Location identification entries:
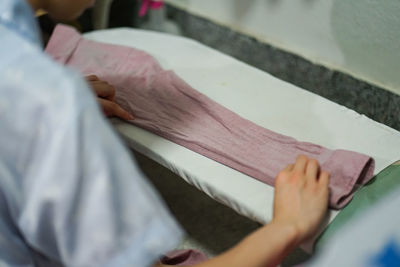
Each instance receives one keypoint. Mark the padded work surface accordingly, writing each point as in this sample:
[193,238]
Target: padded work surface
[257,96]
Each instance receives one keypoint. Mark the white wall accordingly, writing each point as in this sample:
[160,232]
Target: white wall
[358,37]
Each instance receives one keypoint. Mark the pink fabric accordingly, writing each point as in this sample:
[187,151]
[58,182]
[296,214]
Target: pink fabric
[165,105]
[186,257]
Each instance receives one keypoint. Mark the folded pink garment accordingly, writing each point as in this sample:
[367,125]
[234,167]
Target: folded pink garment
[167,106]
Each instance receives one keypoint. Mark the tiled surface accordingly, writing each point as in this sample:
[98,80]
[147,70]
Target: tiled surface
[374,102]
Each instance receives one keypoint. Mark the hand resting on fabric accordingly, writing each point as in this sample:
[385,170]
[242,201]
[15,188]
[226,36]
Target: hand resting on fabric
[300,204]
[301,196]
[105,96]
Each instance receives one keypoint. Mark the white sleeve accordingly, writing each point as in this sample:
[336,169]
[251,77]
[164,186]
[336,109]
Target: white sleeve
[82,200]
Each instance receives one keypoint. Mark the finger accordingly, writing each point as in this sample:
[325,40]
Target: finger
[288,168]
[112,109]
[312,169]
[300,164]
[103,89]
[323,179]
[91,78]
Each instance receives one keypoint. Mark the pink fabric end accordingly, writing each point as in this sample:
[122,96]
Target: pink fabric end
[186,257]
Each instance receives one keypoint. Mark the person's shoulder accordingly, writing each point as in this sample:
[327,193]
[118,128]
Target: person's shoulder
[30,78]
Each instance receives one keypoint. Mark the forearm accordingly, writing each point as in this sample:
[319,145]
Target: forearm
[265,247]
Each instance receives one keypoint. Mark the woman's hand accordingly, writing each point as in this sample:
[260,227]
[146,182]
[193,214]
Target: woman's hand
[105,96]
[301,197]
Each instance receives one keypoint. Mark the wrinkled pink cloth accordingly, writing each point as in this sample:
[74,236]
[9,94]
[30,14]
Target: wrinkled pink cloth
[185,257]
[167,106]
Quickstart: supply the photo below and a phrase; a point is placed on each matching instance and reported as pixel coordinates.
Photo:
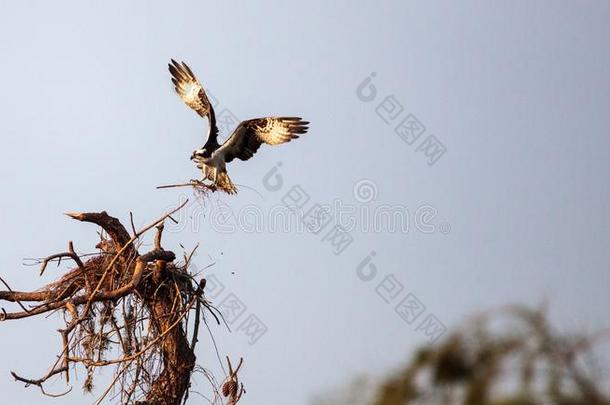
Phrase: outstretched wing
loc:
(192, 93)
(250, 135)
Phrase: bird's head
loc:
(200, 153)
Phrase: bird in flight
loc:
(243, 142)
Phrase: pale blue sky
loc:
(518, 93)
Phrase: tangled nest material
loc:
(126, 310)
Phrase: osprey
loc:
(243, 142)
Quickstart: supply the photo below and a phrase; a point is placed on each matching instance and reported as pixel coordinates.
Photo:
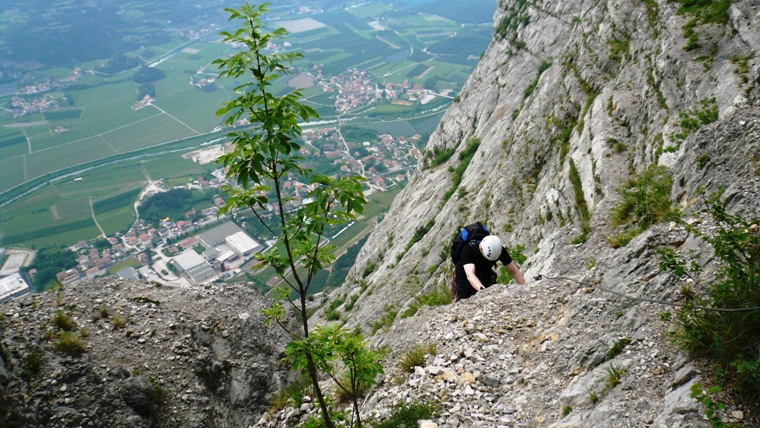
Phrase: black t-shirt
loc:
(483, 267)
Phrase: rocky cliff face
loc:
(570, 101)
(147, 356)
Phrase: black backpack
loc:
(474, 232)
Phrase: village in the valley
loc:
(204, 246)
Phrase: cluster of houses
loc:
(385, 157)
(22, 104)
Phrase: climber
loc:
(473, 268)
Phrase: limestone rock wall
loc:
(614, 78)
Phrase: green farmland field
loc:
(108, 150)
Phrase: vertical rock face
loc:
(570, 100)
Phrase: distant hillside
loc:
(468, 12)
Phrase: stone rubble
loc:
(183, 358)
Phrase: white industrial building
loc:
(195, 268)
(13, 286)
(242, 244)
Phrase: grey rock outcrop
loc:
(570, 101)
(152, 356)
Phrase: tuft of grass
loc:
(407, 415)
(331, 313)
(646, 202)
(691, 120)
(415, 356)
(345, 396)
(614, 376)
(703, 160)
(385, 321)
(63, 321)
(70, 343)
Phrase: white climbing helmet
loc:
(490, 246)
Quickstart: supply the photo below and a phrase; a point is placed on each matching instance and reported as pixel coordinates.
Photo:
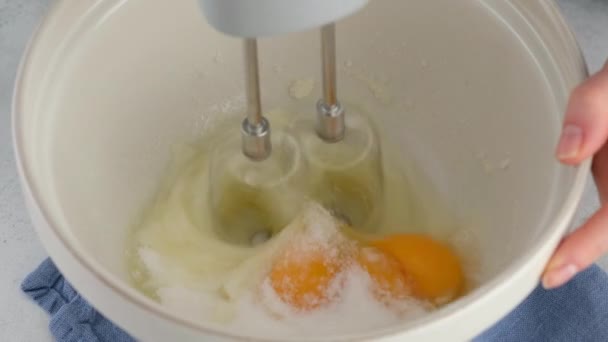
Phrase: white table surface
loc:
(20, 251)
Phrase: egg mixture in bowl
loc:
(345, 263)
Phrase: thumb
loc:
(578, 250)
(586, 122)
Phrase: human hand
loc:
(584, 135)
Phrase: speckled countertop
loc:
(20, 251)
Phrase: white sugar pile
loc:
(259, 311)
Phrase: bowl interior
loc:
(450, 83)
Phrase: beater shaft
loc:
(330, 114)
(255, 129)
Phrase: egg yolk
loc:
(389, 282)
(304, 279)
(434, 268)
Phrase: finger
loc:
(600, 173)
(586, 123)
(579, 250)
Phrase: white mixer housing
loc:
(259, 18)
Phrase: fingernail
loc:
(570, 142)
(559, 276)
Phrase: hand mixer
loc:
(249, 20)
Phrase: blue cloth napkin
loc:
(575, 312)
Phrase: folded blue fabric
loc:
(575, 312)
(72, 318)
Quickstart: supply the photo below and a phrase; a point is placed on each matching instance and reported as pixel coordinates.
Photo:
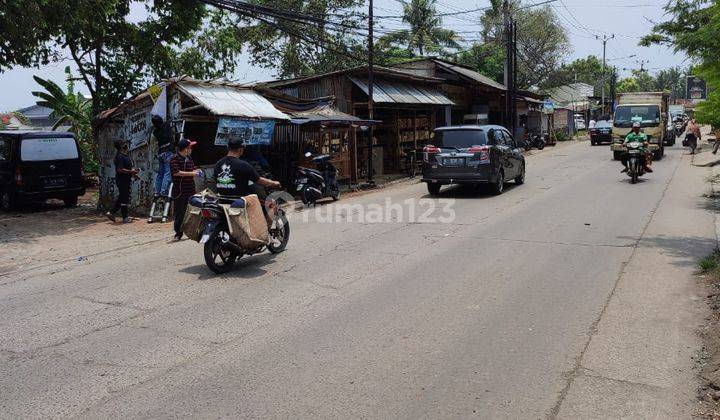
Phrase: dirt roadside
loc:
(48, 234)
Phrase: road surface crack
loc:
(575, 371)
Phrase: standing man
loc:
(161, 132)
(184, 172)
(124, 172)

*GIVEN PROBLEM*
Omit every picture, and otherwise quote the entries exactly.

*CORRECT OUTPUT*
Each instance receives one keypoint. Mark the padded work surface accordingly, writing each point as in this sample:
[193,238]
Target: padded work surface
[257,96]
Each instance receives one keypoint. Mark the white wall accordingly, writing each point as in this sample:
[160,232]
Target: white wall
[358,37]
Each instance receives one keypoint. Mark the pink fabric accordingly, writing each point as in this sample:
[187,151]
[58,182]
[296,214]
Target: pink fabric
[165,105]
[186,257]
Each instance receives one keypoint. Mark the folded pink garment accordingly, writing each point as in this sample:
[367,125]
[234,167]
Target: folded pink garment
[167,106]
Each instance receives one keypoint. Mark the tiled surface accordingly, writing each point as in this sample:
[98,80]
[147,70]
Target: tiled surface
[374,102]
Each instance receives one keypoint. Mark the hand resting on fabric accordingly, writing each point as in this sample:
[385,170]
[242,201]
[15,188]
[226,36]
Target: hand resting on fabric
[300,204]
[301,196]
[105,96]
Each instance receives one keypoint. Mark the white sleeve accordingly, writing each point as in this sample:
[336,169]
[251,77]
[164,186]
[336,109]
Target: white sleeve
[82,200]
Each instance receives one keypoint. Mark the finger accordingly, writing each point as in this sample:
[325,40]
Target: finger
[288,168]
[112,109]
[312,169]
[300,164]
[103,89]
[323,179]
[91,78]
Each instance receives one keypoint. Mark the pink fabric end accordingly, writing each point as in this sample:
[122,96]
Target: pink fabric end
[186,257]
Each instance receives one keypoint. Mark the person's shoulder accordingly, writing each point as in this sample:
[327,193]
[118,128]
Target: person's shoulder
[30,78]
Each instance receives one keypoint. Mark the forearm accordingly, writing each point as in this sample:
[319,145]
Target: forearm
[265,247]
Each instance receives one keypoint. Mark the woman's hand accordingly, writing each point as in this sample:
[260,227]
[146,182]
[193,214]
Target: woman's hand
[105,96]
[301,197]
Each instance receives one keypoint. Mark the wrinkled pink cloth accordingly, writing each point as in this sample:
[74,236]
[9,94]
[30,14]
Target: wrinkled pink cloth
[185,257]
[167,106]
Quickstart: supply the photo below and a phrase; a point is placed on each matching instance and reported as pixel coordinates.
Photo:
Phrase: outstretched wing
loc:
(192, 93)
(250, 135)
Phrase: bird's head
loc:
(200, 153)
Phrase: bird in flight
loc:
(243, 142)
Phrase: pale blue sky
loc:
(518, 93)
Phrase: tangled nest material
loc:
(126, 310)
Phrase: osprey
loc:
(243, 142)
Quickstart: supply the photo below and a phrase; a point is placed on each matching instance and reported as pixel coordinates.
Photo:
Phrase: black t-shirt
loc:
(483, 267)
Phrase: rocky cliff face
loc:
(570, 101)
(147, 356)
Phrase: black backpack
loc:
(474, 232)
Phrase: village in the valley
loc:
(204, 246)
Phrase: cluster of houses
loc:
(385, 157)
(22, 104)
Phrase: climber
loc:
(473, 268)
Phrase: limestone rock wall
loc:
(614, 78)
Phrase: green farmland field
loc:
(108, 150)
Phrase: vertical rock face
loc:
(570, 100)
Phrase: distant hillside
loc:
(468, 12)
Phrase: stone rubble
loc:
(183, 358)
Phrase: white industrial building
loc:
(195, 268)
(13, 286)
(242, 244)
Phrase: grey rock outcrop
loc:
(570, 101)
(152, 356)
Phrase: tuft of grass
loc:
(407, 415)
(331, 313)
(646, 202)
(691, 120)
(415, 356)
(345, 396)
(614, 376)
(703, 160)
(385, 321)
(63, 321)
(70, 343)
Phrase: white climbing helmet
loc:
(490, 246)
Quickstart: supply the photo below and a phrase; a point is placed on each matching instance and reported as pixel coordinates.
Photo:
Phrase: white table surface
loc:
(20, 251)
Phrase: egg mixture in bowl
loc:
(345, 263)
Phrase: thumb
loc:
(578, 250)
(586, 122)
Phrase: human hand
loc:
(584, 135)
Phrase: speckled countertop
loc:
(20, 251)
Phrase: white sugar pile
loc:
(259, 311)
Phrase: bowl interior
loc:
(450, 83)
Phrase: beater shaft
loc:
(330, 114)
(255, 129)
Phrase: egg yolk
loc:
(389, 282)
(304, 279)
(434, 268)
Phrase: finger
loc:
(600, 173)
(586, 123)
(579, 250)
Phrase: white mixer housing
loc:
(259, 18)
Phrase: fingernail
loc:
(570, 142)
(559, 276)
Phrase: hand mixer
loc:
(249, 20)
Phrase: blue cloth napkin
loc:
(575, 312)
Phrase: folded blue fabric
loc:
(575, 312)
(72, 318)
Quickstart: supply the photo below and a phrase; a point is placed on each matching instance and reported as pixel coordinates.
Photo:
Phrase: dirt roadside
loc:
(48, 234)
Phrase: road surface crack
loc:
(575, 371)
Phrase: standing man
loc:
(161, 132)
(184, 172)
(124, 172)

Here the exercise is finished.